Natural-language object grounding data
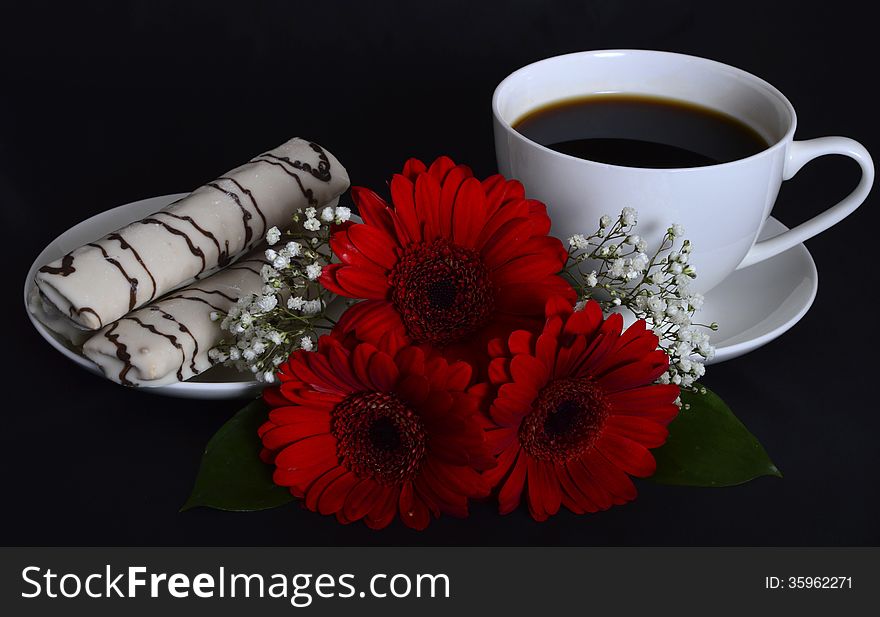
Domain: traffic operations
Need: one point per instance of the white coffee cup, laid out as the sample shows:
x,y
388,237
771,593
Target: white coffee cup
x,y
722,207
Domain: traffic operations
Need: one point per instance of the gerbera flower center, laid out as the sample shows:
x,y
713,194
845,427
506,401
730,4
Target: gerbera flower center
x,y
379,437
566,420
442,291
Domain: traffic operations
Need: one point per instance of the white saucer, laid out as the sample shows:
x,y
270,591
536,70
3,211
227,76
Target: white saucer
x,y
757,304
752,307
216,383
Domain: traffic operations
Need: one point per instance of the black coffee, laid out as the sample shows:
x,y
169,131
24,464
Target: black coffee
x,y
640,131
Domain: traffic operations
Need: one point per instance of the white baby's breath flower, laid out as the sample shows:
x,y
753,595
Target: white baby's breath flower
x,y
579,242
592,279
267,303
312,307
293,249
313,271
273,235
281,262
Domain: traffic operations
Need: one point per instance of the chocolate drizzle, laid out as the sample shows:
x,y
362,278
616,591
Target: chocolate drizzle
x,y
185,330
215,291
307,193
253,199
222,253
132,282
125,246
171,338
66,268
193,299
86,309
245,215
122,354
192,247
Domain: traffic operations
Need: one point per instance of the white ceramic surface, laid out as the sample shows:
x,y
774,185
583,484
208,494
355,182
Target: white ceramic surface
x,y
759,303
722,207
215,383
753,306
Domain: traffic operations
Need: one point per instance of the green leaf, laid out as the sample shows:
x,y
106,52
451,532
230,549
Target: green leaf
x,y
709,446
231,475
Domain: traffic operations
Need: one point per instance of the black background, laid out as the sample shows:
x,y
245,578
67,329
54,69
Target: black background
x,y
103,104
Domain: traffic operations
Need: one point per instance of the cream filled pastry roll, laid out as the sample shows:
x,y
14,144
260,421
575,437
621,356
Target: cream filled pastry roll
x,y
168,341
100,282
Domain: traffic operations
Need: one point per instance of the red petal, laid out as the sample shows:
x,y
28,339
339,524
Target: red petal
x,y
405,207
521,394
441,166
334,496
348,253
304,452
458,376
413,167
626,454
511,492
529,371
577,502
639,373
316,489
505,243
372,320
499,371
384,510
415,514
374,210
449,188
610,477
383,372
649,434
410,361
375,244
361,500
362,283
513,299
469,213
588,485
286,434
413,389
507,412
427,201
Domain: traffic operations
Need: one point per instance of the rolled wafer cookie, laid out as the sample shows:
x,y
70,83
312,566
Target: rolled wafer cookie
x,y
168,341
100,282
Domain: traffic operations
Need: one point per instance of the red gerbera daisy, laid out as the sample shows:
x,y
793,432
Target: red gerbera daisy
x,y
451,258
576,411
365,434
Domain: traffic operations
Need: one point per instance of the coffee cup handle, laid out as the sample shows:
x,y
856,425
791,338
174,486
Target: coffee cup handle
x,y
799,154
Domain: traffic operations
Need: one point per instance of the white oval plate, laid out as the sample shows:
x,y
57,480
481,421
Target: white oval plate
x,y
215,383
752,307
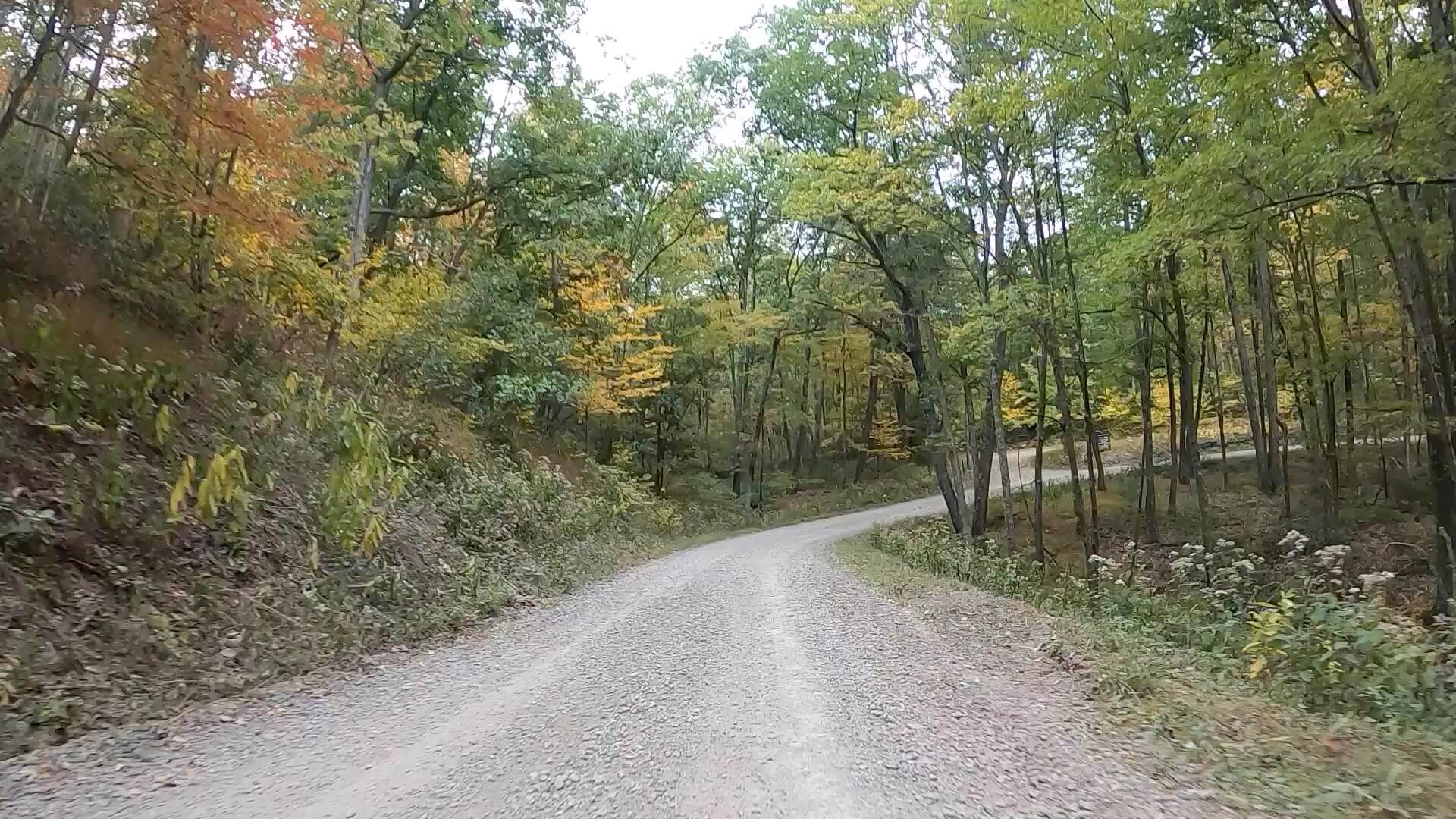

Your assignment: All the lines above are to be given again exactly as they read, with the pictures removed.

Answer to this task:
Domain: traffic operations
Need: one point per instance of the white coffee cup, laid out as the sample shows:
x,y
388,237
771,593
Target: white coffee cup
x,y
722,207
Domain: traffic operations
Need: one point per instance of the gerbera flower center, laid out as the sample shows:
x,y
713,194
845,427
506,401
730,4
Target: gerbera flower center
x,y
379,437
566,420
442,291
Domain: traffic operations
Need: one point per instance of the white saucer, laid out as the sample shows:
x,y
270,591
536,70
3,211
227,76
Target: white saucer
x,y
757,304
752,307
216,383
Domain: traffic operations
Need: one point per instance of the black coffee, laid out as the sample shows:
x,y
169,131
24,464
Target: black coffee
x,y
640,131
Domain: traffic operations
Need: one point per instance of the white baby's breath flower, laid out as the sample shows:
x,y
753,595
Target: white baby's breath flower
x,y
579,242
592,279
267,303
312,307
293,249
313,271
273,235
281,262
Domain: traffic operations
Need: one point per instance of the chocolate drizzle, laid out as the sample shows:
x,y
362,278
616,591
Target: chocolate drizzle
x,y
185,330
215,291
307,193
253,199
222,253
132,282
125,246
171,338
66,268
193,299
86,309
245,215
122,354
192,247
Domain: traffic operations
Need: one point per instance of the white ceramic surface, laid out as the sample shows:
x,y
774,185
583,484
208,494
355,182
Target: white ceramic surface
x,y
759,303
722,207
215,383
753,306
Domain: traffic operations
Need: one point per instance of the green leaf, laid out as the sample shows:
x,y
106,52
451,532
230,549
Target: green leaf
x,y
709,446
231,475
Domain: traffic operations
Need: one point per instance of the black background, laid out as the sample shows:
x,y
245,578
67,329
54,69
Target: black background
x,y
103,104
Domain: traffic operations
Need: one point per instance of the cream filled pastry roll, laid out as the sample shows:
x,y
14,144
260,421
575,437
621,356
Target: cream filled pastry roll
x,y
168,341
100,282
Domain: traffic operations
Need: one point per instance of the red petal, laid out as the sample shows:
x,y
28,339
339,524
Target: red petal
x,y
405,207
521,394
441,166
334,496
348,253
304,452
458,376
413,167
626,454
511,492
529,371
577,502
639,373
316,489
505,243
372,320
499,371
384,510
415,514
374,210
449,188
610,477
383,372
649,434
410,361
375,244
361,500
362,283
513,299
469,213
588,485
286,434
413,389
507,412
427,201
Domain: traffic operations
Need: one point per instance of the rolled wafer cookie, laid out as the sample shows:
x,y
70,83
312,566
Target: rolled wafer cookie
x,y
168,341
100,282
Domain: traffic operations
Need: one point per instance of the red gerbera daisy, laid out as the sample shows:
x,y
793,432
Target: red gerbera daisy
x,y
451,258
576,411
365,434
Domain: traffic operations
Need: one point per instance of the coffee cup handle, laid out as the sample shows:
x,y
856,425
791,338
174,486
Target: coffee cup handle
x,y
799,154
Domain: traffic operations
Need: one point per instance of the white oval plate, laid out as the sample shows:
x,y
57,480
481,421
Target: white oval plate
x,y
215,383
752,307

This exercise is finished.